** Opening Selected extract block **
By Emily Williams
On March 26, Virginia Samford Theatre leaders made the call to cancel the remainder of their 2019-2020 season, not knowing how long it would be before they reopened or whether they would have room for the cancelled shows in their next season.
One of those productions, starring Jan Hunter, will now be presented as the season opener.
Hunter will return to the stage in the show, “Love, Linda,” directed by Henry Scott. It will run Sept. 17-27 on the Virginia Samford Theatre’s Mainstage.
“It’s the perfect vehicle to open back a theater season,” Hunter said, as there will be a limited number of people on the stage. Only one, to be exact.
Hunter will take on the role of Linda Lee Thomas in a one-woman show about her life as a Kentucky-born socialite and her marriage to legendary songwriter Cole Porter.
Hunter will sing a selection of Porter’s 1920s tunes and act out scenes inspired by the couple’s 35-year marriage, the successes and the darker elements.
“She was pretty much the driving force behind his success, so it is her story woven in with his incredible music,” Hunter said.
Folks can expect to hear well-known songs, such as “I Love Paris,” “My Heart Belongs to Daddy,” “Night and Day,” and “In the Still of the Night.”
Though she has had just a few rehearsals so far, Hunter said just being at the theater after a long quarantine was an amazing feeling.
“I’ve only had two rehearsals, and I walked into the backstage of that theater and my whole spirit lifted,” she said. “It was like the light turned on in my soul.”
Long History in Birmingham
Hunter has a long history with the Virginia Samford through a few different iterations of its existence as a staple of the arts community in Birmingham.
Hunter lived in the area for a year in the 1970s, between graduating from college and moving to New York City. While she was in the Magic City, she worked as an intern at the theater for professor James Hatcher.
** Closing Selected extract block **
** Opening Recorded data block **
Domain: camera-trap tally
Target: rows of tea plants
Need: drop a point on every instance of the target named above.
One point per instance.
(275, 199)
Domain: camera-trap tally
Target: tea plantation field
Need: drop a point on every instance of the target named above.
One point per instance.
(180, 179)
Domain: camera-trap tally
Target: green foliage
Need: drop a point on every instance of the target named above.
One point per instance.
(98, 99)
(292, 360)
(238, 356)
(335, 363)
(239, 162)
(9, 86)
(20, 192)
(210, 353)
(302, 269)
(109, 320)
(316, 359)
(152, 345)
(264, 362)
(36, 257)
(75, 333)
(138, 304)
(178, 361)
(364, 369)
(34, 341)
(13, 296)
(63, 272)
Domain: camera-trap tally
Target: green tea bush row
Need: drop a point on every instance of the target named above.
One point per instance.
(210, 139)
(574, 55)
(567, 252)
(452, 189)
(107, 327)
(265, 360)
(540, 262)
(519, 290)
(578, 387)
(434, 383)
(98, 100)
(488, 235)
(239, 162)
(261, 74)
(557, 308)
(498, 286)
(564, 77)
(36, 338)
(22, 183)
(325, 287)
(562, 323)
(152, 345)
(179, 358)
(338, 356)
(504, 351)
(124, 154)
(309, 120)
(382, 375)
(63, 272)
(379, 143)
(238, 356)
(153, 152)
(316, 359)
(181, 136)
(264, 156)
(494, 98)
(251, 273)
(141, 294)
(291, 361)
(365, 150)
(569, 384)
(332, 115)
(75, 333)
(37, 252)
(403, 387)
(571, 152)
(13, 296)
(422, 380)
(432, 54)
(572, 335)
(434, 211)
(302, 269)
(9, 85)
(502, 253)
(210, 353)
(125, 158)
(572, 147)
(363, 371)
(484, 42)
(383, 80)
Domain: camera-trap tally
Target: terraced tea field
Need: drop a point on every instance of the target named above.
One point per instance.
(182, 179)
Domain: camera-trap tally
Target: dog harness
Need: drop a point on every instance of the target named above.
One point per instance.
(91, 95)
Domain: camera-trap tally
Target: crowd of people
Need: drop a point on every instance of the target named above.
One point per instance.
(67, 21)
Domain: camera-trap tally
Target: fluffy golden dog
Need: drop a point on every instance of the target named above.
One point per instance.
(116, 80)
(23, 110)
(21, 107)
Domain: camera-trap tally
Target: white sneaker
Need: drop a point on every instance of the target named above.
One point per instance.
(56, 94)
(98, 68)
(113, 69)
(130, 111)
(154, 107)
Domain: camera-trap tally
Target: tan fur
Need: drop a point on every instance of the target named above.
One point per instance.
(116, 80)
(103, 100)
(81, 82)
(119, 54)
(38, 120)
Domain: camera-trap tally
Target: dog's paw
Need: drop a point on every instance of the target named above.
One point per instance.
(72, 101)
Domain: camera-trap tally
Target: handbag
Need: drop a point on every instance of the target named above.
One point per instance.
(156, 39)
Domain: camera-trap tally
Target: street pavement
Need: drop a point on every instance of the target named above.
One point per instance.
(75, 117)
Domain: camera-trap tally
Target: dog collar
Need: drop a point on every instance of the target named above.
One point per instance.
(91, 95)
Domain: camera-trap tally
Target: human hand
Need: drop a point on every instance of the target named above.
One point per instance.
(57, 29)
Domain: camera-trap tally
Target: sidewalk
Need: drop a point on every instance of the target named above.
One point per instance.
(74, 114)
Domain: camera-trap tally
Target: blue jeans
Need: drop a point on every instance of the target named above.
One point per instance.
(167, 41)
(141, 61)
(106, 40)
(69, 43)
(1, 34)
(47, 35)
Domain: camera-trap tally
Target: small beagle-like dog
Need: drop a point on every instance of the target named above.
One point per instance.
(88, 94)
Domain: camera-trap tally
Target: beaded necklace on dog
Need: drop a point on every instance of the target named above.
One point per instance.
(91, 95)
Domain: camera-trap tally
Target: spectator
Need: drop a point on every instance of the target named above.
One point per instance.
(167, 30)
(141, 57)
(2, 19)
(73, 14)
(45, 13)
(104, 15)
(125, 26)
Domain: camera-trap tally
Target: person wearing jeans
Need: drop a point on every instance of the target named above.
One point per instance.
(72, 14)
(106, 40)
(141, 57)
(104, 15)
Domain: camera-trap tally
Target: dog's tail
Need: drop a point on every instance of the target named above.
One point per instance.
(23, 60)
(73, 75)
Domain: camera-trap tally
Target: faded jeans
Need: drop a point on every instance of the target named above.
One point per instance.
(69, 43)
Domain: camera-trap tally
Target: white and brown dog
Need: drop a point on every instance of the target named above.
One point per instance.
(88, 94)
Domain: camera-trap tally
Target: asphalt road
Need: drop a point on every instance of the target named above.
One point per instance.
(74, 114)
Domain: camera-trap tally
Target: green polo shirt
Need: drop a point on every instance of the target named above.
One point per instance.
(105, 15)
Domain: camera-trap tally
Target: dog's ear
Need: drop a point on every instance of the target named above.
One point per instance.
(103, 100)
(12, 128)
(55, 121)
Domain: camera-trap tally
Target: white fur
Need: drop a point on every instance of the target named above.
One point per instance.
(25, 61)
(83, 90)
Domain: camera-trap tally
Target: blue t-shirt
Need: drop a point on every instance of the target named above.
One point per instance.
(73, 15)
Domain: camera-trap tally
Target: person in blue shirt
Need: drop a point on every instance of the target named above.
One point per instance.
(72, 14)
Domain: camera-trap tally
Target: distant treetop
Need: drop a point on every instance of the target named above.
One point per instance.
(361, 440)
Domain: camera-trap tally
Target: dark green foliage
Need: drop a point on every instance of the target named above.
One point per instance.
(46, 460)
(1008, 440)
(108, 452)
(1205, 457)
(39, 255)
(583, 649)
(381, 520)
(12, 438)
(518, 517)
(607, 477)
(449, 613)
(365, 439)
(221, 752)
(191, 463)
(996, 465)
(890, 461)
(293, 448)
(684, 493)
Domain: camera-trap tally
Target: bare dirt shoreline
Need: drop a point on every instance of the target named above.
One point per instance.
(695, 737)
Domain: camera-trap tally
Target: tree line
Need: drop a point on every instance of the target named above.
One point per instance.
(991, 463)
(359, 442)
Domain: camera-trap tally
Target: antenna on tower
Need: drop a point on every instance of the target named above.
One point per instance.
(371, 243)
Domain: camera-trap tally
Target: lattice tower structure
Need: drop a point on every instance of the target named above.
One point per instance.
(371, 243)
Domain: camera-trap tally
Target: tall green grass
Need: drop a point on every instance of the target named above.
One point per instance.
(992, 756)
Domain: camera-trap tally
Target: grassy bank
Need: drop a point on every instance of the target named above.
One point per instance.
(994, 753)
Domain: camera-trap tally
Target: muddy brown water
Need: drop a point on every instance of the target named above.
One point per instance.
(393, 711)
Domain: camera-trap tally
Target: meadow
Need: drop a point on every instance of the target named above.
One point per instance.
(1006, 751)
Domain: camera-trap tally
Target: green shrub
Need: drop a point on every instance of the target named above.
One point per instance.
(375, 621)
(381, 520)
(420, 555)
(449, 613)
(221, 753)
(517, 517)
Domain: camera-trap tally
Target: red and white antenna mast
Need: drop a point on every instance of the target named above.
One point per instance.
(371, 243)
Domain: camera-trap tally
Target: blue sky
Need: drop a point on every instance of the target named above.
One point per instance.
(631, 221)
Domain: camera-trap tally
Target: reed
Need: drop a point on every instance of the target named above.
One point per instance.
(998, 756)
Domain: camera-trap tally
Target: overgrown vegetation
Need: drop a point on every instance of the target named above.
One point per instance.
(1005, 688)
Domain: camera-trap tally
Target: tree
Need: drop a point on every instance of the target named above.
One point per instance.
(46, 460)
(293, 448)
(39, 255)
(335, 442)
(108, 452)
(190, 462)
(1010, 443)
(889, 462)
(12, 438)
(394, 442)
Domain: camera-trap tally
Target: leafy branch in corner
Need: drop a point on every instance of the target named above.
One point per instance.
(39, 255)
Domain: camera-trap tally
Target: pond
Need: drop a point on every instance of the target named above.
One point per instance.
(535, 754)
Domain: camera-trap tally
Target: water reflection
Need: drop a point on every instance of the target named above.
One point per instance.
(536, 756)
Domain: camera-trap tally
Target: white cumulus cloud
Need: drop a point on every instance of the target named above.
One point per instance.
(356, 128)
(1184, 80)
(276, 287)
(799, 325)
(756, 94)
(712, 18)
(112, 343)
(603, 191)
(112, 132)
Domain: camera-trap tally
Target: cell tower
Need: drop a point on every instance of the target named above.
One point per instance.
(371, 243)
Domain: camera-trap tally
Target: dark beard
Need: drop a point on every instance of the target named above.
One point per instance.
** Closing Recorded data block **
→ **Instructions**:
1 – In the article on Jan Hunter and "Love, Linda," when does the show run, and where?
2 – Carry the article on Jan Hunter and "Love, Linda" forward from its last sentence.

→ **Your written answers**:
1 – It runs Sept. 17-27 on the Virginia Samford Theatre's Mainstage.

2 –
“I moved back here in the ‘90s and got involved again, when it was Town & Gown,” Hunter said.
Over the years, she has seen the arts community continue to grow and expand.
“We have added more and more theater companies in Birmingham,” she said. “Our symphony thrives. Our ballet does really well. Our museum is so beautiful… . So, I think we are a very culturally aware city.”
At times, the arts community has been saturated and a few companies have been lost along the way. Like in the restaurant world, sometimes there are only so many people who go out.
“That has happened, but I think the general support of the arts is still extremely strong, thankfully,” she said.
When the pandemic hit, the entire arts community felt the weight of lockdown measures immediately, canceling one show after another as the “new reality” set in.
“The friends of mine who are music directors and directors and depended on these shows for financial livelihood … they were devastated,” Hunter said.
Scott was working with a team of actors and crew members on a production of “The Fantasticks” that would have opened March 26.
In response to that production being closed down, one of the actors in the show, Barry Austin, collaborated with Hunter and fellow actor Joe Zellner to create a virtual singalong, dubbed One Voice Birmingham. The trio banded together with fellow artists and friends to create a YouTube video, all singing the song “You’ll Never Walk Alone” and sending a message of support to fellow artists.
The original video was posted April 30 and has been viewed more than 10,400 times. It even garnered social media praise from the likes of Barry Manilow.
Back in Action
At Virginia Samford, shows that were cancelled due to the pandemic will find their way back to the stage, as “Love, Linda” has.
“The Fantasticks” will show Oct. 15-25. In addition, summer productions have found a home in the 2020-21 season. “Frozen Jr.” by the VST Stars students has been moved to Nov. 12-22, and “1776” will show Jan. 21 through Feb. 7.
According to Hunter, this first production will be a learning experience for the Birmingham theater community – actors, crew and audience members alike.
“I know in our hearts and in our spirits we are ready to come back,” she said. “Physically, I don’t know if we are. We’re all afraid of getting sick and exposing ourselves and exposing others, so the Virginia-Samford Theatre is taking every precaution with this piece.”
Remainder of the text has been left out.